### Job
Reproduce the data from the line containing "task: segment the construction site ground" through the line containing "[[[47,13],[0,26],[0,80],[75,80],[84,61],[70,18]]]", leaving the pictures out.

### Data to use
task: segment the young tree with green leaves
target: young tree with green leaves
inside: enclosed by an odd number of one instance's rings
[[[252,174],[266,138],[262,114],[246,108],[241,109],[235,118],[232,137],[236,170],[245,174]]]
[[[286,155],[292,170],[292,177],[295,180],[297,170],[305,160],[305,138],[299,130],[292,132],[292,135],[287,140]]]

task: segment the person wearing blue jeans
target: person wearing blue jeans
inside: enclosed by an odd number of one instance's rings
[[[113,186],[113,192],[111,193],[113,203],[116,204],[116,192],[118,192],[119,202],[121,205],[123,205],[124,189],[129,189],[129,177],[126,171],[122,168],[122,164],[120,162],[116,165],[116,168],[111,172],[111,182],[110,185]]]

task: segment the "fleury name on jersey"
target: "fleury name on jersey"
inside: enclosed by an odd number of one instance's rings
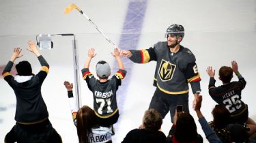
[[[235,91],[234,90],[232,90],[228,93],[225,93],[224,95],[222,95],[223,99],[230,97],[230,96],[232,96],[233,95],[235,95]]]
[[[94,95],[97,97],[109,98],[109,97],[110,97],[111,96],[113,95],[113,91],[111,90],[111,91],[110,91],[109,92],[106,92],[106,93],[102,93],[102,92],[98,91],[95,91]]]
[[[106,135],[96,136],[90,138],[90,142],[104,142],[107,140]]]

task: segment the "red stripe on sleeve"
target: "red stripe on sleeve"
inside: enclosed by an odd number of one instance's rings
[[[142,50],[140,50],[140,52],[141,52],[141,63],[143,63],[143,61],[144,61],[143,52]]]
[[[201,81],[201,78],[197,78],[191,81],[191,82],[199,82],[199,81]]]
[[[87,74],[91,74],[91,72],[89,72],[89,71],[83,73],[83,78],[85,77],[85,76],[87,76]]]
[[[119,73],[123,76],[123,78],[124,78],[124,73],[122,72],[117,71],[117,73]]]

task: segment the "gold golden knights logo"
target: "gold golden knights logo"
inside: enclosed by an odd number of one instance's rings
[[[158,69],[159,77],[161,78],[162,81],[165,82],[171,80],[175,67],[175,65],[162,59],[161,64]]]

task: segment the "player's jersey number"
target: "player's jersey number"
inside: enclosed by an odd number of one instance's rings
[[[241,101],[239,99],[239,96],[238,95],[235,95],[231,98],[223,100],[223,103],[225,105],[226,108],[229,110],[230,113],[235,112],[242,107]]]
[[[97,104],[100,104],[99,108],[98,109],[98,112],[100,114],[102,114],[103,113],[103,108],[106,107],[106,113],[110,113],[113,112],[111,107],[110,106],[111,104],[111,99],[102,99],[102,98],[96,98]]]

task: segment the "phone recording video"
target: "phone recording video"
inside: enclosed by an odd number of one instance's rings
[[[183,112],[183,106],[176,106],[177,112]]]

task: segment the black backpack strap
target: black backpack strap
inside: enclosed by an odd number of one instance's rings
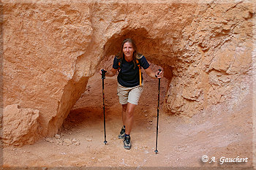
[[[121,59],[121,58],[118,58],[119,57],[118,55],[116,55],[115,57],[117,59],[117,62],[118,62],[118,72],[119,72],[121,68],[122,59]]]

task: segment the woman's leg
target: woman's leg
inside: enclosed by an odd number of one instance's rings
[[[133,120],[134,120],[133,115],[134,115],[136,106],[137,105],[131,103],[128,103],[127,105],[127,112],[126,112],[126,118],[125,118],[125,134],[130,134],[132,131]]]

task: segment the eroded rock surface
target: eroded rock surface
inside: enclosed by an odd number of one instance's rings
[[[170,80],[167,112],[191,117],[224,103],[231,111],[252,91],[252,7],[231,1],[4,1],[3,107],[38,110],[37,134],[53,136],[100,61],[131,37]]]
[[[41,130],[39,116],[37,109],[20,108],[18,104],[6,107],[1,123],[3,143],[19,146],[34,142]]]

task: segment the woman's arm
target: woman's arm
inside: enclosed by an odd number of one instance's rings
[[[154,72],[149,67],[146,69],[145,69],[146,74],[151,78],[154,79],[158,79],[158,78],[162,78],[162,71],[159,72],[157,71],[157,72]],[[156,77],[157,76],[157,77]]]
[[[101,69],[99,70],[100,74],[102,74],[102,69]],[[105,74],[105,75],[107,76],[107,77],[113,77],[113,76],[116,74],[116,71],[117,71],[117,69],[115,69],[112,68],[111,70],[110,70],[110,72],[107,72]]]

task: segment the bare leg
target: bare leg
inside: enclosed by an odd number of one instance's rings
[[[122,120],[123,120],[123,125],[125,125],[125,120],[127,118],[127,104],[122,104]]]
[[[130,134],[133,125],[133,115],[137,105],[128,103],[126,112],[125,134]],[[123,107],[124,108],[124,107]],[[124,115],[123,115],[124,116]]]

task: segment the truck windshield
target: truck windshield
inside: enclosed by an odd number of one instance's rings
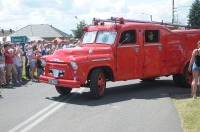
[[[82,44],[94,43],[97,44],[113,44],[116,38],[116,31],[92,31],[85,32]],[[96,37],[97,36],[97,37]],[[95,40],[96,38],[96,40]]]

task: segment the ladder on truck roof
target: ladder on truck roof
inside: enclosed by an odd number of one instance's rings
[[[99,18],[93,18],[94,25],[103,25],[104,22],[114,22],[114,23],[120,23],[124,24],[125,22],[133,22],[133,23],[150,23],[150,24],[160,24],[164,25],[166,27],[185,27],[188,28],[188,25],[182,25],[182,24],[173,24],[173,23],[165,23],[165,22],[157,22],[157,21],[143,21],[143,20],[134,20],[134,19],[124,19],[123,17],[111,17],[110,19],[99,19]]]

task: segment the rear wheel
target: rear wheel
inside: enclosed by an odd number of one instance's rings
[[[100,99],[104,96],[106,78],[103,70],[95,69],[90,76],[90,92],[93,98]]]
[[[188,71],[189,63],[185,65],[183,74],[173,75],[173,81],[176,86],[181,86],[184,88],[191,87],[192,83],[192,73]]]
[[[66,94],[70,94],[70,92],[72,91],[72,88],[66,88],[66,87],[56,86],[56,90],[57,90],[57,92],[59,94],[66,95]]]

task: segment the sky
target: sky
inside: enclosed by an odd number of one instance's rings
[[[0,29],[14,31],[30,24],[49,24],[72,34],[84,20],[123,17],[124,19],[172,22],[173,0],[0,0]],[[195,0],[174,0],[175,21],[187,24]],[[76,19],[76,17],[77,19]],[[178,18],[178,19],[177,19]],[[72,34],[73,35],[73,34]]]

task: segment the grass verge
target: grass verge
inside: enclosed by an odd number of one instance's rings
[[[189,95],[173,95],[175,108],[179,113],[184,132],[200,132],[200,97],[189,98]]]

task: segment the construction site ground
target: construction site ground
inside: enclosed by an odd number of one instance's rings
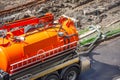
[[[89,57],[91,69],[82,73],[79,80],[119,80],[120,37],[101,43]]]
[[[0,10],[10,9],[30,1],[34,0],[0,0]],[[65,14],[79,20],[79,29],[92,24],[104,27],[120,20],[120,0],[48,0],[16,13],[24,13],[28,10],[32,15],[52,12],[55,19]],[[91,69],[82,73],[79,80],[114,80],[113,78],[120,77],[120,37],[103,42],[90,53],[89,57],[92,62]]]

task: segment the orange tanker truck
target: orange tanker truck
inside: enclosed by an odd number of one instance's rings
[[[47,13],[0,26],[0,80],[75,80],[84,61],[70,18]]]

...

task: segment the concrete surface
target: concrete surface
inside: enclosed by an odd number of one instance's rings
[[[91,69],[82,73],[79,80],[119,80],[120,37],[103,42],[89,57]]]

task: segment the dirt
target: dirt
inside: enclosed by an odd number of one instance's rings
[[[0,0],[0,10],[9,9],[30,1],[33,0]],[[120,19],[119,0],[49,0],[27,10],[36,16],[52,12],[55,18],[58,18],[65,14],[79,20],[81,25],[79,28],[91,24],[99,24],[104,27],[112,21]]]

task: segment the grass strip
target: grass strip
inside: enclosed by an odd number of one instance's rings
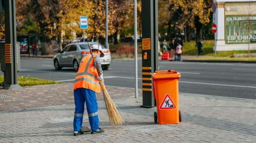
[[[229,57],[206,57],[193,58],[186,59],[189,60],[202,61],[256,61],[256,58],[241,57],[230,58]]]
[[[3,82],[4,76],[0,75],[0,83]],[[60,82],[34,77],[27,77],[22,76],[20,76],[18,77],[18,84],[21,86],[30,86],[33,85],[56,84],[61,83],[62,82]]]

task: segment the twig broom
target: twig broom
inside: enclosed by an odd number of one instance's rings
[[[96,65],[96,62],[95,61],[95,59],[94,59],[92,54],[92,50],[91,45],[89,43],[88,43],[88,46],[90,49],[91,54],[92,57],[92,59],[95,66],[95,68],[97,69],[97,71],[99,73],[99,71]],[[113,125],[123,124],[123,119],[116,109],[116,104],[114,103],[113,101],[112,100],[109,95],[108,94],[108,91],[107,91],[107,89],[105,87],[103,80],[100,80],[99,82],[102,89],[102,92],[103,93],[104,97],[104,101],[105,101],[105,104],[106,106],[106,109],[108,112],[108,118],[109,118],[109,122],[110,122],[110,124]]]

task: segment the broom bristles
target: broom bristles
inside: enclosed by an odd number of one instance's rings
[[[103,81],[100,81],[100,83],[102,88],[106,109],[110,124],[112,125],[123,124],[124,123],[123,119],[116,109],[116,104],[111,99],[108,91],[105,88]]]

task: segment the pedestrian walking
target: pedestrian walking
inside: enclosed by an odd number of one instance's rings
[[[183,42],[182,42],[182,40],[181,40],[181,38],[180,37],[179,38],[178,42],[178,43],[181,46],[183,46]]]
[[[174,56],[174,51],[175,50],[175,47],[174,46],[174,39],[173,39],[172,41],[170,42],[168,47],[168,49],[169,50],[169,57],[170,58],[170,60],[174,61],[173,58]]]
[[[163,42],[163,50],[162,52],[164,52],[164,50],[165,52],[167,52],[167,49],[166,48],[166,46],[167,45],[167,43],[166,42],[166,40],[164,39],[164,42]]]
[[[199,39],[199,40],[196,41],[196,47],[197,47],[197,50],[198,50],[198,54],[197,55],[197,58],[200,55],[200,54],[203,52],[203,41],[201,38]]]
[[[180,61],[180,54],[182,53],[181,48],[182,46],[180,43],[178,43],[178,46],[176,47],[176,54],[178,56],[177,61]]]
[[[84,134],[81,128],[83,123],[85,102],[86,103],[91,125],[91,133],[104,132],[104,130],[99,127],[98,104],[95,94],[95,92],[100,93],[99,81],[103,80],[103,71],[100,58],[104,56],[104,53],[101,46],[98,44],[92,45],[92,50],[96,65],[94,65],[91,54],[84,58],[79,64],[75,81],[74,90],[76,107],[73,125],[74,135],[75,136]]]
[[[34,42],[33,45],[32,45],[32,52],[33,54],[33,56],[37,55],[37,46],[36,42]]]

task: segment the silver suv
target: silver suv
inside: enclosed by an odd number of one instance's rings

---

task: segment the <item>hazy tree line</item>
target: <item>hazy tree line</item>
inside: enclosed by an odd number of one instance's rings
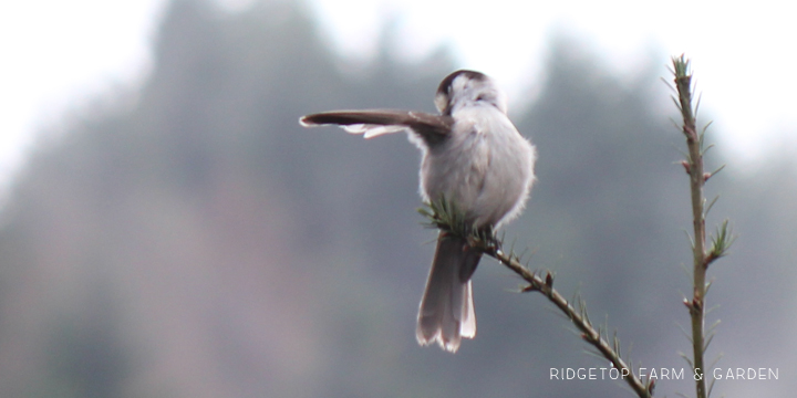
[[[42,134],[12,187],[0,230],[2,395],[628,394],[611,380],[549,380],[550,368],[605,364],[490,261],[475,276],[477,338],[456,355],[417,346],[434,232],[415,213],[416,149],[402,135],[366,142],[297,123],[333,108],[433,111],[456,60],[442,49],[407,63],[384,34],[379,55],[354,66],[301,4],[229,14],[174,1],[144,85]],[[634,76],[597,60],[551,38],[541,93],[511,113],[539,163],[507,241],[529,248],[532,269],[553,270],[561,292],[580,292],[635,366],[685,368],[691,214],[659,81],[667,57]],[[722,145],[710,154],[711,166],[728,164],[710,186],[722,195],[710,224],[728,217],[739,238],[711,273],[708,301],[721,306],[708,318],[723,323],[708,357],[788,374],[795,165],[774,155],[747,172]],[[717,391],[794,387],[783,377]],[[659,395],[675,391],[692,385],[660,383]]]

### Answer for the task
task: segment the construction site ground
target: construction site ground
inside: enclosed by an odd number of one instance's rings
[[[89,57],[91,69],[82,73],[79,80],[119,80],[120,37],[101,43]]]
[[[0,10],[10,9],[30,1],[34,0],[0,0]],[[65,14],[79,20],[79,29],[92,24],[104,27],[120,20],[120,0],[48,0],[16,13],[24,13],[28,10],[32,15],[52,12],[55,19]],[[91,69],[82,73],[79,80],[114,80],[113,78],[120,77],[120,37],[103,42],[90,53],[89,57],[92,62]]]

task: segment the orange tanker truck
target: orange tanker truck
inside: enclosed by an odd number of one instance's rings
[[[47,13],[0,26],[0,80],[75,80],[84,61],[70,18]]]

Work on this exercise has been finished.